**Text shown**
[start]

Fundamental Concepts of Parallel Programming


A Motivating Problem: Error Diffusion

To see how you might apply the aforementioned methods to a practical computing problem, consider the error diffusion algorithm that is used in many computer graphics and image processing programs. Originally proposed by Floyd and Steinberg (Floyd 1975), error diffusion is a technique for displaying continuous-tone digital images on devices that have limited color (tone) range. Printing an 8-bit grayscale image to a black-and-white printer is problematic. The printer, being a bi-level device, cannot print the 8-bit image natively. It must simulate multiple shades of gray by using an approximation technique. An example of an image before and after the error diffusion process is shown in Figure 2. The original image, composed of 8-bit grayscale pixels, is shown on the left, and the result of the image that has been processed using the error diffusion algorithm is shown on the right. The output image is composed of pixels of only two colors: black and white.

[Click image to view at full size]
Figure 2: Error Diffusion Algorithm Output

The basic error diffusion algorithm does its work in a simple three-step process:

  1. Determine the output value given the input value of the current pixel. This step often uses quantization, or in the binary case, thresholding. For an 8-bit grayscale image that is displayed on a 1-bit output device, all input values in the range [0, 127] are to be displayed as a 0 and all input values between [128, 255] are to be displayed as a 1 on the output device.

[end]

Excerpts from a pointing dataset:
[start]

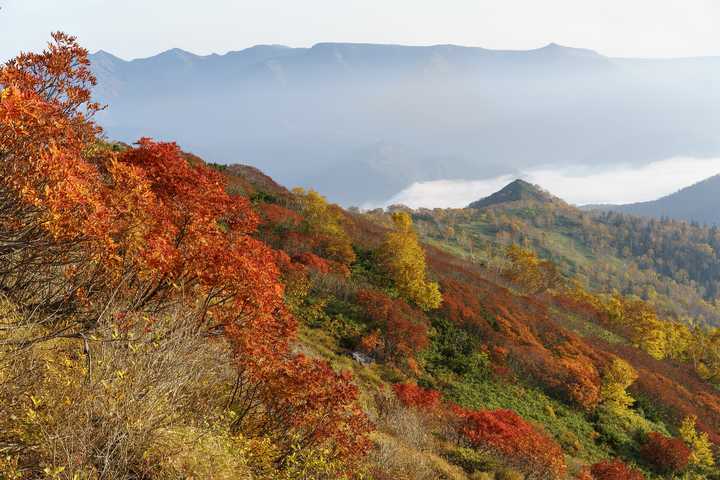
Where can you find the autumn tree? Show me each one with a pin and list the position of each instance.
(614, 470)
(404, 260)
(504, 432)
(528, 271)
(700, 446)
(88, 232)
(413, 395)
(403, 329)
(666, 455)
(324, 223)
(618, 376)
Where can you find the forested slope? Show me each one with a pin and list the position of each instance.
(163, 318)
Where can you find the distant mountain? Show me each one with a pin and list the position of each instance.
(697, 203)
(517, 191)
(360, 122)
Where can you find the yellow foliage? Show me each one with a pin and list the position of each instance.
(528, 271)
(325, 222)
(616, 379)
(404, 260)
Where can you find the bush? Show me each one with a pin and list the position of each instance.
(665, 454)
(614, 470)
(505, 432)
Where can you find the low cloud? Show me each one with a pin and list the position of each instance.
(579, 185)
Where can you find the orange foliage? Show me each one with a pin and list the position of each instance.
(506, 433)
(302, 401)
(148, 229)
(665, 454)
(404, 328)
(614, 470)
(412, 395)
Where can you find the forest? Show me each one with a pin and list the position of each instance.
(165, 317)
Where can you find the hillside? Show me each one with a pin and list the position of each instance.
(517, 191)
(395, 115)
(671, 263)
(699, 203)
(163, 317)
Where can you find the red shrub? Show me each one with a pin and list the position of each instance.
(412, 395)
(614, 470)
(665, 454)
(505, 432)
(404, 328)
(314, 262)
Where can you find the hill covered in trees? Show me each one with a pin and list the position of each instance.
(162, 317)
(671, 263)
(698, 204)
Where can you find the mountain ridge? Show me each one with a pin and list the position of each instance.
(449, 111)
(699, 203)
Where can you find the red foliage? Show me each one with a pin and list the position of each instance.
(314, 262)
(147, 228)
(404, 328)
(276, 215)
(303, 401)
(508, 434)
(665, 454)
(614, 470)
(412, 395)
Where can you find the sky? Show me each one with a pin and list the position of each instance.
(576, 185)
(141, 28)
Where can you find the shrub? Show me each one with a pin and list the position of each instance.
(506, 433)
(614, 470)
(412, 395)
(665, 454)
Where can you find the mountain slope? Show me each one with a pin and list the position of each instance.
(697, 203)
(517, 191)
(427, 113)
(673, 264)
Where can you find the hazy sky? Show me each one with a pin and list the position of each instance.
(576, 185)
(137, 28)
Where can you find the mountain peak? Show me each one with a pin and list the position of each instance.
(516, 191)
(557, 49)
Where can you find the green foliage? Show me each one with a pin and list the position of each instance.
(404, 261)
(569, 427)
(453, 349)
(472, 460)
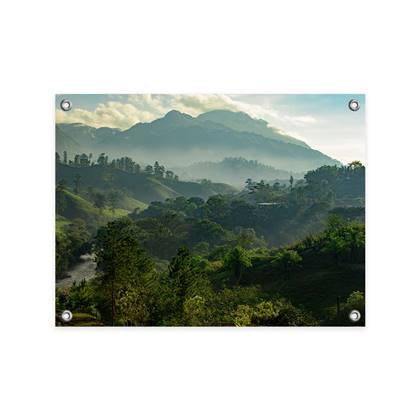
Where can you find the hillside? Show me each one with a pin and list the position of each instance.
(180, 140)
(140, 187)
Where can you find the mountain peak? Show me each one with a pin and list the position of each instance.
(175, 115)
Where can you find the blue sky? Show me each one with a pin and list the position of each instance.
(323, 121)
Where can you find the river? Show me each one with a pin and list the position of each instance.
(85, 269)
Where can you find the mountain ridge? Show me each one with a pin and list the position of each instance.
(180, 140)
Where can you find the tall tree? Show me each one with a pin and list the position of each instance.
(76, 181)
(123, 266)
(237, 260)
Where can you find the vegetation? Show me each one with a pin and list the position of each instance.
(274, 254)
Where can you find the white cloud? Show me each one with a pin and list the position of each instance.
(110, 114)
(299, 119)
(144, 108)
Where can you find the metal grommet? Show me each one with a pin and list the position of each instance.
(354, 105)
(66, 105)
(354, 315)
(66, 316)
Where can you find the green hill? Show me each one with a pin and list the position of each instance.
(141, 188)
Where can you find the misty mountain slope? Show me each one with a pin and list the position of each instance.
(179, 140)
(140, 187)
(240, 121)
(233, 170)
(90, 136)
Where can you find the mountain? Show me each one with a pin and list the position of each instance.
(240, 121)
(233, 170)
(64, 142)
(179, 139)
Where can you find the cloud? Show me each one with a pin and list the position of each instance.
(299, 119)
(110, 114)
(143, 108)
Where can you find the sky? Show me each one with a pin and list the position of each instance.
(323, 121)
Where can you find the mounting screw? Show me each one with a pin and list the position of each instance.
(354, 315)
(354, 105)
(66, 316)
(66, 105)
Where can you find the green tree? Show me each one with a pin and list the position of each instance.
(113, 198)
(237, 260)
(76, 181)
(99, 201)
(125, 270)
(289, 259)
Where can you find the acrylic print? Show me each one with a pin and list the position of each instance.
(210, 210)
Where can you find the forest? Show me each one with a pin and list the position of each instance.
(171, 252)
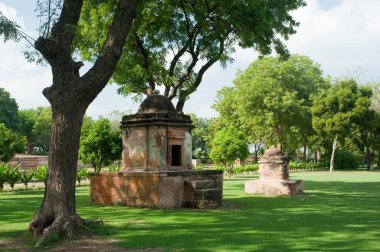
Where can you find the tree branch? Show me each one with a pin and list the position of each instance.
(113, 46)
(70, 14)
(145, 64)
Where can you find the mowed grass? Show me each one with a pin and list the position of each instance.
(339, 211)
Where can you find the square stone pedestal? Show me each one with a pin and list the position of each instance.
(274, 176)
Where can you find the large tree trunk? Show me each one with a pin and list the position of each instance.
(333, 153)
(305, 150)
(368, 157)
(57, 213)
(69, 95)
(29, 147)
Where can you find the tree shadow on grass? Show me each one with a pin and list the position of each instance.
(329, 216)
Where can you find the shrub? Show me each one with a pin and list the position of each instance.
(346, 160)
(112, 168)
(26, 176)
(41, 174)
(228, 145)
(81, 174)
(13, 175)
(10, 143)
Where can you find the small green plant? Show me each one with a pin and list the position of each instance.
(112, 168)
(3, 174)
(13, 175)
(26, 176)
(198, 167)
(41, 173)
(81, 174)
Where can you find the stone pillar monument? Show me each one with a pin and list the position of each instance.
(274, 176)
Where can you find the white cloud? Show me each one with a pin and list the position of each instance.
(12, 14)
(25, 81)
(342, 39)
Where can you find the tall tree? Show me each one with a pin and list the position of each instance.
(228, 145)
(272, 99)
(69, 95)
(338, 112)
(173, 43)
(199, 136)
(28, 118)
(8, 110)
(10, 143)
(42, 129)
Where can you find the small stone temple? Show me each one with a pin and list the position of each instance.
(273, 176)
(156, 163)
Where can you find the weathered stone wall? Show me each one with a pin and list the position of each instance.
(148, 148)
(157, 189)
(31, 162)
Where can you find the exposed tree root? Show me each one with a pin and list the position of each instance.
(61, 227)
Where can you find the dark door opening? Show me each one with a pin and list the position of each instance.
(176, 155)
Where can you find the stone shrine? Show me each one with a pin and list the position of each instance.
(156, 163)
(273, 176)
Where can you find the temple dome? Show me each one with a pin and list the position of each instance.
(156, 103)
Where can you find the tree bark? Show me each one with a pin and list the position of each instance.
(57, 211)
(333, 154)
(305, 150)
(368, 156)
(69, 96)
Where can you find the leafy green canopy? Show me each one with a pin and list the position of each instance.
(8, 110)
(341, 109)
(10, 143)
(271, 100)
(228, 145)
(8, 29)
(174, 42)
(99, 146)
(199, 136)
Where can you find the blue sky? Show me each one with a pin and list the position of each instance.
(343, 36)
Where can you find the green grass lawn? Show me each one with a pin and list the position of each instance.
(339, 211)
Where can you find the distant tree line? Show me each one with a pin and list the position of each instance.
(28, 131)
(288, 103)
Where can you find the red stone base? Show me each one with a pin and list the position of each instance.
(174, 189)
(274, 187)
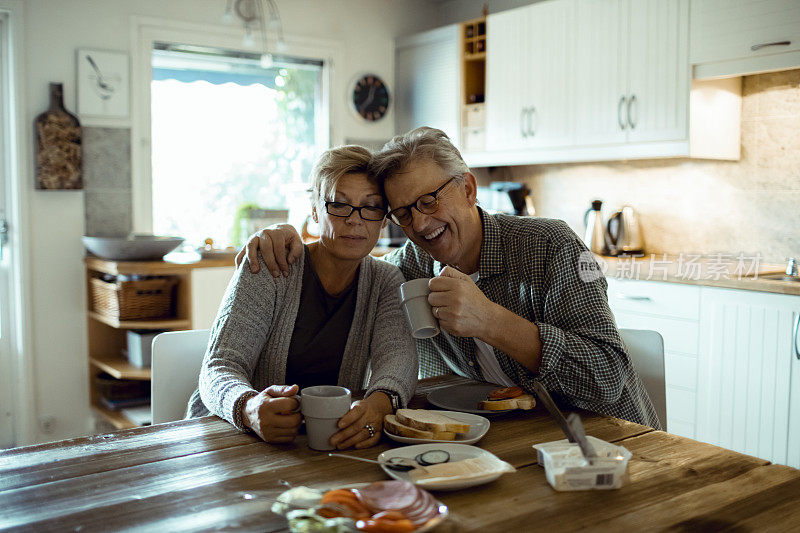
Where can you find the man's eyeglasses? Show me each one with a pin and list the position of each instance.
(366, 212)
(427, 204)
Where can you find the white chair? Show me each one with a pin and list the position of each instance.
(177, 357)
(646, 349)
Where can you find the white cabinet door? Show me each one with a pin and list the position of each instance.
(657, 106)
(745, 378)
(548, 39)
(427, 80)
(601, 72)
(506, 80)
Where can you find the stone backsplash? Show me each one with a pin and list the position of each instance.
(698, 206)
(107, 181)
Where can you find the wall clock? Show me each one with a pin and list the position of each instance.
(369, 97)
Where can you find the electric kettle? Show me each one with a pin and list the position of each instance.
(624, 233)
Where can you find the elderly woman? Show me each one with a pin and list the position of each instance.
(334, 320)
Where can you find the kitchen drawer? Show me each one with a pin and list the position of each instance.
(680, 371)
(654, 298)
(679, 335)
(681, 405)
(475, 116)
(722, 30)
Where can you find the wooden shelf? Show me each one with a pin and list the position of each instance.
(119, 367)
(475, 57)
(172, 323)
(117, 419)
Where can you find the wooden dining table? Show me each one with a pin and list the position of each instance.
(195, 475)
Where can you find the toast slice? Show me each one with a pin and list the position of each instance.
(393, 426)
(525, 401)
(430, 421)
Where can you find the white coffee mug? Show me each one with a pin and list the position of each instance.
(414, 300)
(322, 407)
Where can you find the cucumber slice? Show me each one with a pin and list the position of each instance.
(400, 464)
(432, 457)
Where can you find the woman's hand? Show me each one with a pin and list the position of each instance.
(353, 425)
(272, 415)
(280, 246)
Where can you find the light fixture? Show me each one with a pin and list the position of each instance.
(253, 16)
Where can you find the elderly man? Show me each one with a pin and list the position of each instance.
(507, 290)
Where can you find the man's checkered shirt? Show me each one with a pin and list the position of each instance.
(530, 267)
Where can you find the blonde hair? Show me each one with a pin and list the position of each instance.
(335, 163)
(418, 144)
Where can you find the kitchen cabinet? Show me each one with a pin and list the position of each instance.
(749, 373)
(199, 290)
(427, 74)
(632, 72)
(529, 91)
(673, 310)
(744, 37)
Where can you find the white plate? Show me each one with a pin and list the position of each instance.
(457, 453)
(478, 426)
(465, 398)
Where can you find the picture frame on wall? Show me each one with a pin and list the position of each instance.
(103, 84)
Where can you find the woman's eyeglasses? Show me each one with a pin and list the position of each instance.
(366, 212)
(427, 204)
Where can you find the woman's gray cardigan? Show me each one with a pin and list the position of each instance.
(250, 339)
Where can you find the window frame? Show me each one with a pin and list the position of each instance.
(146, 31)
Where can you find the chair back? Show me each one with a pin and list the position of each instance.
(175, 370)
(646, 349)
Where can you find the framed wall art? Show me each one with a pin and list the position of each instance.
(103, 84)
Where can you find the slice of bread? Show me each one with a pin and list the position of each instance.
(393, 426)
(430, 421)
(526, 401)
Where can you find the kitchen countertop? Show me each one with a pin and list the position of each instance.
(712, 270)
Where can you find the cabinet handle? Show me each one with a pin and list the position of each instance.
(634, 297)
(620, 120)
(522, 123)
(756, 47)
(631, 101)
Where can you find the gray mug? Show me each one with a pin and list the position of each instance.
(414, 300)
(322, 407)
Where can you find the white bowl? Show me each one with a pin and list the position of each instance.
(133, 247)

[end]

**Short task 1**
For each statement, answer yes or no on whether it agrees with the error diffusion text, and quote the words from the text that decide it: (a) Floyd and Steinberg first proposed error diffusion; (b) the output image has pixels in several shades of gray; (c) an input value of 128 is displayed as a 0 on the 1-bit output device.
**Short task 2**
Find every line in the rows that contains the string "woman", and copy each of those lines.
The text on error diffusion has no connection to the rows.

**Task answer 1**
(a) Yes: "Originally proposed by Floyd and Steinberg (Floyd 1975)"
(b) No: "The output image is composed of pixels of only two colors: black and white."
(c) No: "all input values between [128, 255] are to be displayed as a 1 on the output device"

**Task answer 2**
Where can you find the elderly woman? Show me each one with a pin and list the position of each instance.
Where can you find the woman's hand? Show me each one with a pin and list the position of each instance.
Where can you find the woman's eyeglasses? Show me each one with a pin and list the position of each instance.
Where can you find the woman's gray cardigan? Show me each one with a pin and list the position of each instance.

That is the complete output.